— EXERCISE INSTRUCTIONS —
Please pick out each line in the records below that contains the word "boat" and copy those lines.

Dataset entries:
※

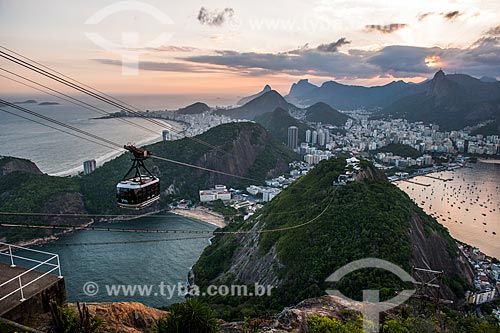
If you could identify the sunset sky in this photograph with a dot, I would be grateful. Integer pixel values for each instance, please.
(235, 47)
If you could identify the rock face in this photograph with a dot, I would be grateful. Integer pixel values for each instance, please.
(431, 251)
(294, 319)
(10, 164)
(126, 317)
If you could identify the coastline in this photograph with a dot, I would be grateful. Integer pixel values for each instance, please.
(202, 214)
(114, 154)
(455, 234)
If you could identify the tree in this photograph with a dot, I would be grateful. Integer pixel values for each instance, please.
(191, 316)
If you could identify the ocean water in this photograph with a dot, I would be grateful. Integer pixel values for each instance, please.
(468, 205)
(58, 153)
(136, 264)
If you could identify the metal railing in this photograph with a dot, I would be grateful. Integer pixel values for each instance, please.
(40, 265)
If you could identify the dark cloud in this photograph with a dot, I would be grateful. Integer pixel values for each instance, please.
(481, 58)
(162, 66)
(450, 16)
(333, 47)
(494, 31)
(403, 59)
(385, 29)
(214, 18)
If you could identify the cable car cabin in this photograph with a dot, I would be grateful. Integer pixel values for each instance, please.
(138, 192)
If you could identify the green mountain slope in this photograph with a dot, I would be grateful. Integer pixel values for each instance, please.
(367, 218)
(244, 149)
(277, 123)
(267, 102)
(324, 113)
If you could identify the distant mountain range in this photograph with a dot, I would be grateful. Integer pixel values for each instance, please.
(343, 96)
(277, 123)
(451, 101)
(270, 107)
(267, 102)
(247, 99)
(324, 113)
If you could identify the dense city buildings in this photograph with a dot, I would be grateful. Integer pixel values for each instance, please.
(89, 166)
(293, 137)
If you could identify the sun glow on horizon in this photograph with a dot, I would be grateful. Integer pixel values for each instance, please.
(433, 61)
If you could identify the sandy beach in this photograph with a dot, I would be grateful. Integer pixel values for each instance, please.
(202, 214)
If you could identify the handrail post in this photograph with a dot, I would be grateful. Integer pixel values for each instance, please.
(21, 288)
(11, 258)
(59, 267)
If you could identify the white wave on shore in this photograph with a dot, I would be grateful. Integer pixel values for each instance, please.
(112, 155)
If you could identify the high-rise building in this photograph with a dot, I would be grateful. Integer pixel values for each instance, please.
(321, 137)
(89, 166)
(293, 137)
(167, 136)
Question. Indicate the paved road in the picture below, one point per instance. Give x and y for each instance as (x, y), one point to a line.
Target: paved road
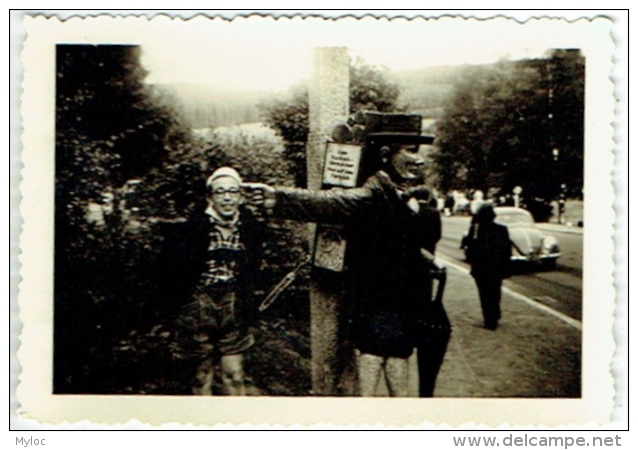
(560, 289)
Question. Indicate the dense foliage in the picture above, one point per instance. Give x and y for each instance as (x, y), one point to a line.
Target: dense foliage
(516, 124)
(371, 88)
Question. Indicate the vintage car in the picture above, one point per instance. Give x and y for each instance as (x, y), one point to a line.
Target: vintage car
(528, 242)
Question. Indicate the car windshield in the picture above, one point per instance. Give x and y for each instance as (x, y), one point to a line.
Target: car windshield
(514, 218)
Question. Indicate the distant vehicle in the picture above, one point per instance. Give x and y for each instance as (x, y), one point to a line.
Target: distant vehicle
(529, 243)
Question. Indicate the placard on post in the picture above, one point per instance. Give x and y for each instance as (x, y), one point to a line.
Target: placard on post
(341, 169)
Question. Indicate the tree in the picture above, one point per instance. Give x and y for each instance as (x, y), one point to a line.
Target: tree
(370, 88)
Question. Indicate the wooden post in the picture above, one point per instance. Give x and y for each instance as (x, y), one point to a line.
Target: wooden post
(328, 105)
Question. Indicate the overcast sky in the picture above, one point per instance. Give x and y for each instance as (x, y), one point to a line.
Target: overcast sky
(263, 53)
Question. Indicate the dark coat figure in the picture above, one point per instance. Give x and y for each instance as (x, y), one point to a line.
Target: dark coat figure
(384, 254)
(489, 252)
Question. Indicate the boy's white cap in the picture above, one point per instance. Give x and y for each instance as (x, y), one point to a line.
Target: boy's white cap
(223, 172)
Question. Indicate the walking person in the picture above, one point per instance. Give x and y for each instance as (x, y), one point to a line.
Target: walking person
(489, 251)
(227, 242)
(389, 223)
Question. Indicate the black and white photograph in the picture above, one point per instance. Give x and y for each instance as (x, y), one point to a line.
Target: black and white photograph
(394, 213)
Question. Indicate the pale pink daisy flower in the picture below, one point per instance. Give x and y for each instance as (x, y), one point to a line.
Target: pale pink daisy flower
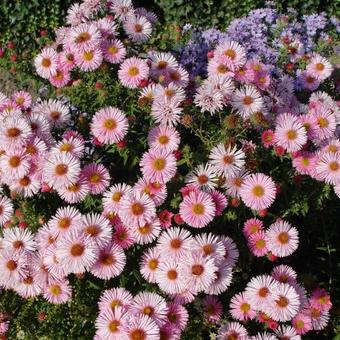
(282, 239)
(203, 176)
(138, 28)
(73, 145)
(157, 191)
(166, 113)
(22, 99)
(14, 132)
(198, 271)
(247, 101)
(75, 192)
(209, 99)
(169, 277)
(123, 236)
(151, 305)
(58, 292)
(149, 264)
(197, 209)
(177, 316)
(290, 133)
(46, 62)
(158, 166)
(97, 228)
(61, 169)
(15, 164)
(61, 78)
(174, 243)
(6, 209)
(110, 263)
(302, 323)
(65, 220)
(258, 191)
(136, 209)
(320, 67)
(83, 37)
(89, 60)
(226, 161)
(76, 252)
(114, 298)
(285, 332)
(113, 51)
(285, 305)
(284, 274)
(113, 197)
(141, 327)
(240, 309)
(232, 330)
(231, 251)
(223, 276)
(109, 324)
(132, 71)
(261, 291)
(13, 267)
(258, 244)
(209, 245)
(220, 201)
(252, 226)
(233, 53)
(97, 176)
(328, 168)
(18, 239)
(163, 137)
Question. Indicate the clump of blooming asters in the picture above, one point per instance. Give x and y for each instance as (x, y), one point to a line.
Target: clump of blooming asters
(40, 154)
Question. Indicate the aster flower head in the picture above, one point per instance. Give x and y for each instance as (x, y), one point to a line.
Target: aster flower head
(258, 191)
(226, 161)
(158, 166)
(197, 209)
(282, 239)
(132, 71)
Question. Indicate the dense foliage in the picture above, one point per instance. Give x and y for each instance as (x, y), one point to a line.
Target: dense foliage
(200, 122)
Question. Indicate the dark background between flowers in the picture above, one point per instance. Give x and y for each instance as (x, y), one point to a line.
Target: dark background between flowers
(28, 24)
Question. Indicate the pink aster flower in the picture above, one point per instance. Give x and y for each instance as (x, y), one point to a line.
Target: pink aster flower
(151, 305)
(136, 209)
(198, 271)
(252, 226)
(89, 60)
(6, 209)
(113, 51)
(109, 324)
(163, 137)
(58, 292)
(226, 161)
(141, 327)
(76, 252)
(258, 244)
(258, 191)
(158, 166)
(97, 176)
(212, 308)
(61, 169)
(46, 62)
(290, 133)
(240, 308)
(110, 263)
(149, 264)
(132, 71)
(197, 209)
(282, 239)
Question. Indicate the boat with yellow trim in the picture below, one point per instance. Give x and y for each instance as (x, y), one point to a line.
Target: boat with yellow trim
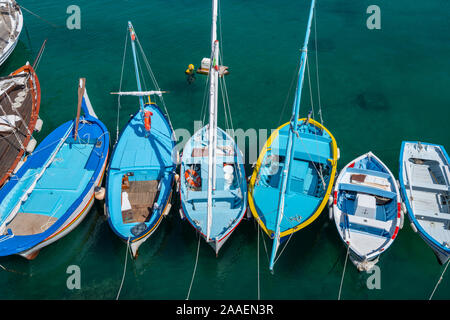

※

— RESULT —
Question. Indicate the boat with yellow trim in the picture below, one point per instance. Give x and y for each instance as (x, y), one point to a line.
Target: boat with yellow trim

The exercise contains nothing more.